Extracted text:
Start of Block

If you preach a different doctrine focusing on myths and endless genealogies, false or even true but peripheral things, then what is the fruit? v6 – once you deviate from the gospel, the outcome is fruitless discussion.
You know a tree by its fruit. Good fruit of a pure heart, good conscience and a sincere faith vs. bad fruit or fruitless discussion. Meaningless words, talking and debating about things that don’t matter.
The consequences of departing from true doctrine gets much worse.
1 Tim 6:20-21
By focusing on irreverent, empty speech, by saying things in the name of Christ but actually contradicting true knowledge of Christ and what Jesus said with his own mouth, the fruit is quite serious. You have people departing from the faith. Losing eternal life.
The Enemy will first try to distort true doctrine and get the focus away from the gospel and make other teachings–wrong teachings or peripheral teachings–the Main teaching.
Second, if the Enemy is unsuccessful in distorting the gospel, he will attack in a different way by adding rules to the Christian faith. Legalism. Rules – thou must do such and such.

End of Block

Collected data entries:

Start of Block

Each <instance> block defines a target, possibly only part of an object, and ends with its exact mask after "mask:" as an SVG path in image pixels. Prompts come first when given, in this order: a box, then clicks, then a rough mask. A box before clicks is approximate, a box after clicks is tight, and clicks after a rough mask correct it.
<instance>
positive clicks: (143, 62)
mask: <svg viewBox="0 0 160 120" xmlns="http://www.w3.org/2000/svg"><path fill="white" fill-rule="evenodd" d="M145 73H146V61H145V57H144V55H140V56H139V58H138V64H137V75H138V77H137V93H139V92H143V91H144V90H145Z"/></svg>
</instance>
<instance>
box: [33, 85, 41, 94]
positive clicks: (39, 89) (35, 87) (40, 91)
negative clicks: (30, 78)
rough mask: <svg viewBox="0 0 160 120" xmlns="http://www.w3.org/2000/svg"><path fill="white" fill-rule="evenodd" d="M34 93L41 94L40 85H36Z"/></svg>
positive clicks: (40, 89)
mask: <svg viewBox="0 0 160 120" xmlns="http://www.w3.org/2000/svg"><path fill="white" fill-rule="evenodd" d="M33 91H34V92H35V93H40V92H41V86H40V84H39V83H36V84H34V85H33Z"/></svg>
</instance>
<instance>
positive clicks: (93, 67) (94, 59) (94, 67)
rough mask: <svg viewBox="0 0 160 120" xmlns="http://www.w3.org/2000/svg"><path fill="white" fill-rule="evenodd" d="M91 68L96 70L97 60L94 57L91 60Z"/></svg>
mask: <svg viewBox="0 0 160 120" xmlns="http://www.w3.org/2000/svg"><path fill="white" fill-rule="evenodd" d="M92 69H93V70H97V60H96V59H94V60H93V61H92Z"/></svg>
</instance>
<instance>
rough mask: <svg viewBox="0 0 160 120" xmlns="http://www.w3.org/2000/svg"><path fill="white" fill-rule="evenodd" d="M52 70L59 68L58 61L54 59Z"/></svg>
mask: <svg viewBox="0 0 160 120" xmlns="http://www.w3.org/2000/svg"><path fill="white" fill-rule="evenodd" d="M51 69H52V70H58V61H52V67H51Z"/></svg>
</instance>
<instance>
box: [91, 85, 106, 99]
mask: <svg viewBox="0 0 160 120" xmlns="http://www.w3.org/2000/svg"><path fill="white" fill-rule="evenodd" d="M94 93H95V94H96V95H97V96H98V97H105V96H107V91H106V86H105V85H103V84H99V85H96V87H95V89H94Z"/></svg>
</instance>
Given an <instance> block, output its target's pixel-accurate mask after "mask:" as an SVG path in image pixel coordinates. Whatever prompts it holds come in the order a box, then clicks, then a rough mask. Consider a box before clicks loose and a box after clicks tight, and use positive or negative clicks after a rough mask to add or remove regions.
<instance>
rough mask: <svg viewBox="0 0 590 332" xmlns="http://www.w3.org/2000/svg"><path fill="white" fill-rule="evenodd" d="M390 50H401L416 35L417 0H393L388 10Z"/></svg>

End of Block

Activities:
a: In the notes on false doctrine, copy everything from "1 Tim 6:20-21" down to "Losing eternal life.".
b: In the notes on false doctrine, how will the Enemy attack if he fails to distort the gospel?
c: Why do the notes on false doctrine call the fruit of irreverent, empty speech quite serious? Answer in one to three sentences.

Problem solutions:
a:
1 Tim 6:20-21
By focusing on irreverent, empty speech, by saying things in the name of Christ but actually contradicting true knowledge of Christ and what Jesus said with his own mouth, the fruit is quite serious. You have people departing from the faith. Losing eternal life.

b: He will add rules to the Christian faith, which is legalism.

c: Such speech leads people to depart from the faith and lose eternal life. It says things in the name of Christ while contradicting true knowledge of Christ and what Jesus said with his own mouth.